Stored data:
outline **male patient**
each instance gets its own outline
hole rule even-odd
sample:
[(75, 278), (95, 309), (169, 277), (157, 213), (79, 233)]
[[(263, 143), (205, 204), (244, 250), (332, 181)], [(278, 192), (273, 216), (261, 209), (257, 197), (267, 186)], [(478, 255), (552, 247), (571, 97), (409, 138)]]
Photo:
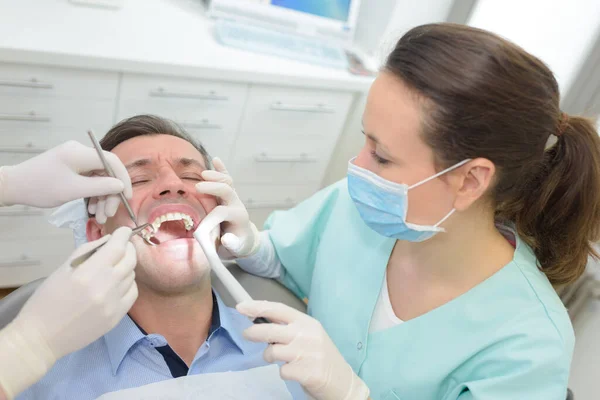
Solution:
[[(212, 291), (204, 253), (193, 229), (185, 229), (183, 219), (191, 217), (195, 227), (217, 205), (195, 190), (209, 165), (204, 148), (171, 121), (149, 115), (120, 122), (101, 144), (127, 166), (138, 222), (162, 221), (156, 233), (160, 244), (132, 239), (139, 298), (129, 315), (94, 343), (59, 360), (18, 398), (95, 399), (169, 378), (266, 365), (264, 346), (242, 337), (251, 322)], [(101, 224), (105, 219), (89, 219), (88, 240), (132, 226), (124, 207)], [(295, 399), (304, 398), (300, 386), (287, 385)]]

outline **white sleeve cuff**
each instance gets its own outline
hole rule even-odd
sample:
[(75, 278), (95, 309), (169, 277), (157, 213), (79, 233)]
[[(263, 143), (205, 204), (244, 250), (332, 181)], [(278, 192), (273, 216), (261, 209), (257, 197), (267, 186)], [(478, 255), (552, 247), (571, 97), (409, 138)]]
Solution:
[(258, 250), (248, 257), (236, 259), (235, 262), (250, 274), (277, 279), (281, 276), (283, 267), (275, 252), (275, 246), (271, 242), (269, 231), (262, 231), (259, 235), (260, 246)]

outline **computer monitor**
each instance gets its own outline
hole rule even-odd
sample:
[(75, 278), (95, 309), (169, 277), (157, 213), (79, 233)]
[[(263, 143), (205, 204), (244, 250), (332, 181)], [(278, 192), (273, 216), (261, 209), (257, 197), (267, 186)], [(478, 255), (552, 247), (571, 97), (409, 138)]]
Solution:
[(360, 0), (205, 0), (209, 15), (352, 42)]

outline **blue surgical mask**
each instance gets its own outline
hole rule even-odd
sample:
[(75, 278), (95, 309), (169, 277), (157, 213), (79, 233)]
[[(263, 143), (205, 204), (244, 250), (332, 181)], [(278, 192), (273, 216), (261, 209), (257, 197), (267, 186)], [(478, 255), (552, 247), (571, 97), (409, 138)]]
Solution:
[(439, 225), (446, 221), (456, 209), (450, 210), (444, 218), (433, 226), (411, 224), (406, 221), (408, 212), (408, 191), (421, 186), (447, 172), (464, 165), (464, 160), (412, 186), (390, 182), (379, 175), (360, 168), (353, 158), (348, 162), (348, 191), (363, 221), (380, 235), (422, 242), (438, 232), (445, 232)]

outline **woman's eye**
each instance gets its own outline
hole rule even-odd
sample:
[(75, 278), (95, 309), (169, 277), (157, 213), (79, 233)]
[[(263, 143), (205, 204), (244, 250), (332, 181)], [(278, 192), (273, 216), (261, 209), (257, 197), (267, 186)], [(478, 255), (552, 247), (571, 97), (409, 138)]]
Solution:
[(379, 157), (375, 151), (371, 151), (371, 157), (373, 157), (373, 159), (375, 160), (375, 162), (377, 164), (385, 165), (390, 162), (389, 160), (386, 160), (385, 158)]
[(147, 182), (150, 182), (150, 181), (149, 181), (148, 179), (137, 179), (137, 180), (133, 180), (133, 181), (131, 182), (131, 184), (132, 184), (133, 186), (136, 186), (136, 185), (141, 185), (141, 184), (143, 184), (143, 183), (147, 183)]

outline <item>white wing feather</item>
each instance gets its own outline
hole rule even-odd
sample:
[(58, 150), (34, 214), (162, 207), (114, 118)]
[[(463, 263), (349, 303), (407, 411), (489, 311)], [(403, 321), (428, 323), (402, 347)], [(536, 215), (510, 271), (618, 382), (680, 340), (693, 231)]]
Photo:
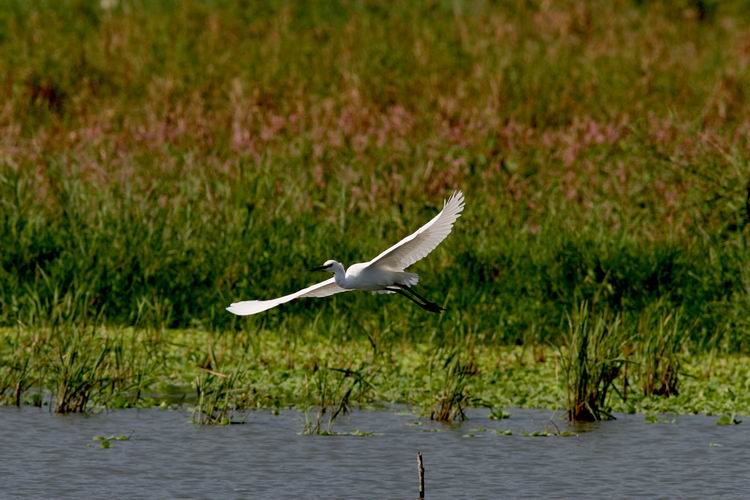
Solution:
[(448, 198), (443, 210), (430, 222), (381, 253), (370, 262), (369, 266), (403, 271), (418, 260), (432, 252), (451, 232), (453, 223), (464, 209), (464, 195), (456, 191)]
[(227, 307), (227, 311), (238, 316), (249, 316), (259, 312), (267, 311), (273, 307), (284, 304), (294, 299), (302, 297), (328, 297), (334, 293), (348, 292), (346, 288), (341, 288), (335, 282), (335, 278), (329, 278), (315, 285), (303, 288), (302, 290), (289, 295), (284, 295), (277, 299), (271, 300), (246, 300), (244, 302), (235, 302)]

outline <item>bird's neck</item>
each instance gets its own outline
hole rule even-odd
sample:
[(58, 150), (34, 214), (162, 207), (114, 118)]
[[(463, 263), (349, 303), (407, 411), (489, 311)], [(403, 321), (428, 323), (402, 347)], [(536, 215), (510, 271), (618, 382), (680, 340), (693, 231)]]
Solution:
[(336, 262), (333, 265), (333, 274), (336, 284), (341, 288), (346, 288), (346, 269), (344, 269), (343, 264)]

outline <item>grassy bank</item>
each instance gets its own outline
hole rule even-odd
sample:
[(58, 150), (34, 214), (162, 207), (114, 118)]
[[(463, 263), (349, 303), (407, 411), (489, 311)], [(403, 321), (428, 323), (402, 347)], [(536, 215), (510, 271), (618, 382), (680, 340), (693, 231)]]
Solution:
[[(85, 401), (86, 410), (185, 403), (214, 404), (231, 414), (257, 407), (333, 409), (344, 401), (351, 407), (401, 403), (437, 417), (446, 398), (454, 399), (453, 408), (486, 406), (498, 415), (510, 407), (561, 414), (567, 408), (564, 353), (543, 346), (350, 339), (314, 330), (84, 329), (64, 335), (4, 330), (1, 347), (6, 404), (15, 403), (18, 389), (21, 404), (73, 408)], [(648, 359), (634, 353), (628, 361), (609, 411), (750, 413), (747, 356), (682, 353), (679, 393), (670, 397), (646, 393)], [(465, 369), (446, 369), (456, 364)]]
[[(746, 351), (743, 4), (113, 5), (0, 14), (5, 325), (238, 328), (229, 302), (367, 259), (462, 188), (417, 266), (453, 324), (554, 340), (582, 300), (659, 302)], [(332, 302), (260, 321), (443, 334)]]

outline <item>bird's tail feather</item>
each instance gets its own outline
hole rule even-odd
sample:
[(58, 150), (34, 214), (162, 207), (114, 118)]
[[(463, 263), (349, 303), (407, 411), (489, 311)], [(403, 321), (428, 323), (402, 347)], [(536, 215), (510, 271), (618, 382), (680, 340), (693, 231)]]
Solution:
[[(393, 282), (398, 285), (414, 286), (419, 283), (419, 275), (416, 273), (407, 273), (404, 271), (395, 271), (393, 273)], [(376, 290), (375, 293), (396, 293), (390, 290)]]
[(399, 281), (399, 283), (402, 285), (414, 286), (419, 283), (419, 275), (416, 273), (401, 272), (399, 274), (401, 275), (401, 281)]

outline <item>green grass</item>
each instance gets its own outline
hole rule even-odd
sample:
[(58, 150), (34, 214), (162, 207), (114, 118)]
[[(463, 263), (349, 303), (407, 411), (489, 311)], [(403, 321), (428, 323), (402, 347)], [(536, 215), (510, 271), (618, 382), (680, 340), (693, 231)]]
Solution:
[[(748, 353), (746, 2), (110, 4), (0, 9), (5, 402), (141, 401), (164, 360), (135, 344), (171, 329), (253, 356), (269, 334), (367, 343), (349, 368), (378, 377), (394, 343), (564, 348), (587, 302), (636, 338), (625, 399), (666, 407), (683, 358)], [(445, 313), (361, 293), (224, 310), (369, 259), (458, 188), (454, 234), (414, 267)], [(125, 337), (76, 347), (92, 328)], [(32, 340), (49, 331), (72, 337)]]

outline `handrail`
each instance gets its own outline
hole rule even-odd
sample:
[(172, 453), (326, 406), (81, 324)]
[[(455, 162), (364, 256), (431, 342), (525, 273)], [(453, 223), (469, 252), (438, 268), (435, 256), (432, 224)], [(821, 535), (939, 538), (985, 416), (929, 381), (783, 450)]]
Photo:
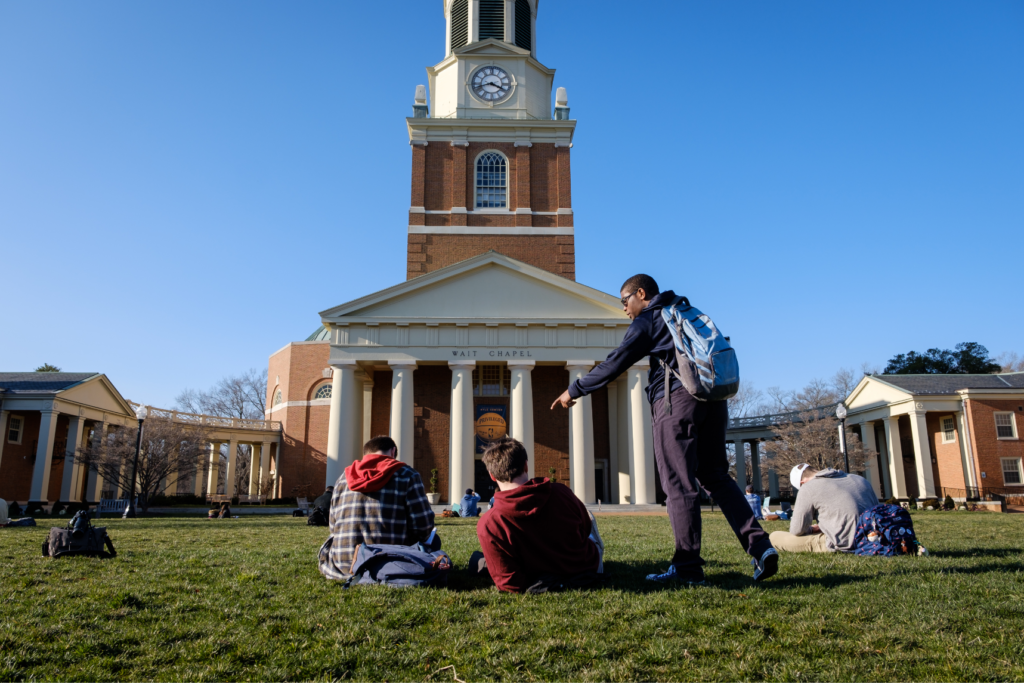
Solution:
[[(135, 408), (139, 403), (128, 401), (128, 405)], [(240, 417), (221, 417), (218, 415), (200, 415), (198, 413), (185, 413), (180, 410), (167, 410), (165, 408), (154, 408), (146, 406), (150, 417), (159, 417), (179, 424), (202, 425), (204, 427), (225, 427), (228, 429), (249, 429), (258, 432), (279, 432), (281, 422), (278, 420), (248, 420)]]
[(729, 429), (750, 429), (751, 427), (775, 427), (778, 425), (789, 424), (791, 422), (803, 422), (800, 416), (816, 411), (818, 418), (821, 419), (826, 415), (835, 415), (836, 406), (839, 403), (832, 403), (827, 406), (818, 406), (817, 408), (810, 408), (808, 410), (793, 410), (788, 413), (776, 413), (774, 415), (758, 415), (757, 417), (731, 417), (729, 418)]

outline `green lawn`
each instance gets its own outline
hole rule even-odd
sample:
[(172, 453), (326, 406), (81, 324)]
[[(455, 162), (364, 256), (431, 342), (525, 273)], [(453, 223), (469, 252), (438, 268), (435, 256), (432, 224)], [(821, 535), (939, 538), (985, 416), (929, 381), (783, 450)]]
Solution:
[[(754, 585), (705, 514), (712, 585), (676, 589), (643, 580), (666, 517), (600, 517), (609, 587), (534, 597), (461, 572), (343, 590), (316, 568), (324, 530), (291, 517), (104, 520), (104, 561), (40, 557), (41, 521), (0, 530), (0, 680), (1024, 678), (1024, 515), (914, 521), (930, 557), (789, 555)], [(439, 525), (461, 569), (475, 521)]]

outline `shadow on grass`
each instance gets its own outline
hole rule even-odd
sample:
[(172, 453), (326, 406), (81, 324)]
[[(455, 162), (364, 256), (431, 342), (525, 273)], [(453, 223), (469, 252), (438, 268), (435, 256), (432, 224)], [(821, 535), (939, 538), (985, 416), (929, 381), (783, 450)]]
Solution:
[(931, 553), (932, 557), (1024, 557), (1024, 550), (1015, 548), (964, 548), (962, 550), (939, 550)]
[[(607, 587), (627, 590), (632, 593), (656, 593), (664, 590), (689, 588), (689, 586), (685, 586), (685, 584), (664, 584), (647, 581), (646, 577), (648, 574), (665, 571), (665, 567), (661, 564), (651, 562), (606, 562), (605, 571), (608, 574), (608, 581), (606, 582)], [(745, 590), (753, 585), (757, 585), (761, 588), (807, 588), (810, 586), (831, 588), (848, 583), (870, 581), (873, 578), (871, 576), (857, 576), (853, 574), (787, 577), (785, 575), (785, 571), (782, 570), (780, 574), (774, 578), (764, 582), (755, 582), (753, 578), (753, 567), (751, 567), (750, 571), (750, 574), (744, 574), (738, 571), (708, 573), (706, 574), (706, 587), (722, 590)], [(704, 587), (697, 588), (700, 589)]]

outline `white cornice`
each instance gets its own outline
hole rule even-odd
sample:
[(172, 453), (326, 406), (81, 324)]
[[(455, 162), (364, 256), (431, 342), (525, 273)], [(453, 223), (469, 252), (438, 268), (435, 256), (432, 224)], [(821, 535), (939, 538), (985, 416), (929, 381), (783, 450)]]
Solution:
[(478, 225), (410, 225), (410, 235), (574, 235), (575, 228), (532, 228), (525, 226), (481, 227)]

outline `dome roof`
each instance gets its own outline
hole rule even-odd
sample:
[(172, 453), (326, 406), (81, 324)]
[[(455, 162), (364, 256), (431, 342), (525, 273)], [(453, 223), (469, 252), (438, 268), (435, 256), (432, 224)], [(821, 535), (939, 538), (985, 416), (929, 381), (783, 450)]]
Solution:
[(308, 337), (306, 337), (306, 341), (330, 341), (330, 340), (331, 340), (331, 333), (323, 325), (321, 325), (320, 327), (316, 328), (316, 331), (314, 331), (313, 334), (311, 334)]

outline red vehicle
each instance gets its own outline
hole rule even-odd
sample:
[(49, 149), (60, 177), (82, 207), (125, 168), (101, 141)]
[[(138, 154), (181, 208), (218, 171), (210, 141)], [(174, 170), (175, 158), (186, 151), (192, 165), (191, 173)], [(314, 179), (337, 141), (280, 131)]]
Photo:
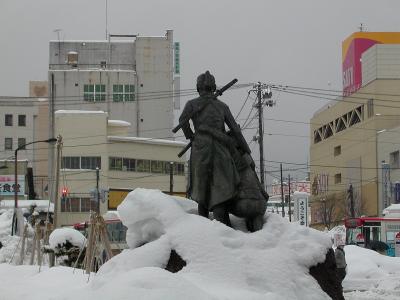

> _WORK TASK_
Copy out the lines of the data where the string "bird" occurs.

> _EXERCISE ANSWER_
outline <item>bird's neck</item>
outline <item>bird's tail feather</item>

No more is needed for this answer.